Location annotation dataset excerpts
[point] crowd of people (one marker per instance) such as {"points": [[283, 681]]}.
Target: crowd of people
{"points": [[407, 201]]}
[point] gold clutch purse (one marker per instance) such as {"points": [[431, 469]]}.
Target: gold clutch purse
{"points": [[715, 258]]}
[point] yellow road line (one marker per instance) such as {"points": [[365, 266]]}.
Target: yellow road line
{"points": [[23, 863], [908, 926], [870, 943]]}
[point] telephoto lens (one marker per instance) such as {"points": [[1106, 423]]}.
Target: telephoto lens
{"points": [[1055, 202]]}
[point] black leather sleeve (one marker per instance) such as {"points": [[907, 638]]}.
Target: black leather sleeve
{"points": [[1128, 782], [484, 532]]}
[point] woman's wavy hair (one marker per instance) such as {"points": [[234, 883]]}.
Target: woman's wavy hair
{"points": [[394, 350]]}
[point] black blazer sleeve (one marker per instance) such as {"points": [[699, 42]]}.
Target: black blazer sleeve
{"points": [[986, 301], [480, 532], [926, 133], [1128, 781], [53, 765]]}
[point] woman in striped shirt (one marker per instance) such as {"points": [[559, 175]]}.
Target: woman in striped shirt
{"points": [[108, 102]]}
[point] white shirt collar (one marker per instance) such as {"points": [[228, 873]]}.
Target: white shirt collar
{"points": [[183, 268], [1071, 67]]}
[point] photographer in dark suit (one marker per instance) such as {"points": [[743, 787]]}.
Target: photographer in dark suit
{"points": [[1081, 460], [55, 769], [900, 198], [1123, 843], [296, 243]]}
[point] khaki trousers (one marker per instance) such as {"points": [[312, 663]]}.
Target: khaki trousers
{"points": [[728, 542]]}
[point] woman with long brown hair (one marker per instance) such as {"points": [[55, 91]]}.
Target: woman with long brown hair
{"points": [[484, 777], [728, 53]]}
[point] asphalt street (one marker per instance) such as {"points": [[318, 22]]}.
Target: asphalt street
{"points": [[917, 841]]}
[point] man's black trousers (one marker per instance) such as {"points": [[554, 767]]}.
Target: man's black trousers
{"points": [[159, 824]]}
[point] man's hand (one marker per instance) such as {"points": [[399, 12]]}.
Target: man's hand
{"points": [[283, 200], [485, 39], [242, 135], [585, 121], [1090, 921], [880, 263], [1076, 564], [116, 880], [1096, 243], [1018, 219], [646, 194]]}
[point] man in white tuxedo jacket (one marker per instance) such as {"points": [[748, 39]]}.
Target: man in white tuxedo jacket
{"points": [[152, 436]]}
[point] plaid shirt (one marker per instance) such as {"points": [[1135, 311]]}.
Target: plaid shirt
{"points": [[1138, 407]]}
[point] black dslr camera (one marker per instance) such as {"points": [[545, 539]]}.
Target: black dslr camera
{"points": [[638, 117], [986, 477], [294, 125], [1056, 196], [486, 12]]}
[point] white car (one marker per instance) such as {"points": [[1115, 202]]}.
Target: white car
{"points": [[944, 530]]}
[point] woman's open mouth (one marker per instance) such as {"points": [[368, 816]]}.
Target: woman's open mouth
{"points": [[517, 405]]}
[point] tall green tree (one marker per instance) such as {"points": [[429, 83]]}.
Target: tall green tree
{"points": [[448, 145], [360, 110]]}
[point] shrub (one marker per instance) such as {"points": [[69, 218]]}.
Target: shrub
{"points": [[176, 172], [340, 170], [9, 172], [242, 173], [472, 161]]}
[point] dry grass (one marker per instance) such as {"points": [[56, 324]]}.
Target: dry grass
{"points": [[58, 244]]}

- _WRITTEN PROBLEM_: Copy out, word for word, the lines from the one containing "[point] dry grass" up to and including the last line of the data above.

- _WRITTEN RESPONSE_:
[point] dry grass (one marker per instance) such as {"points": [[56, 324]]}.
Target: dry grass
{"points": [[58, 244]]}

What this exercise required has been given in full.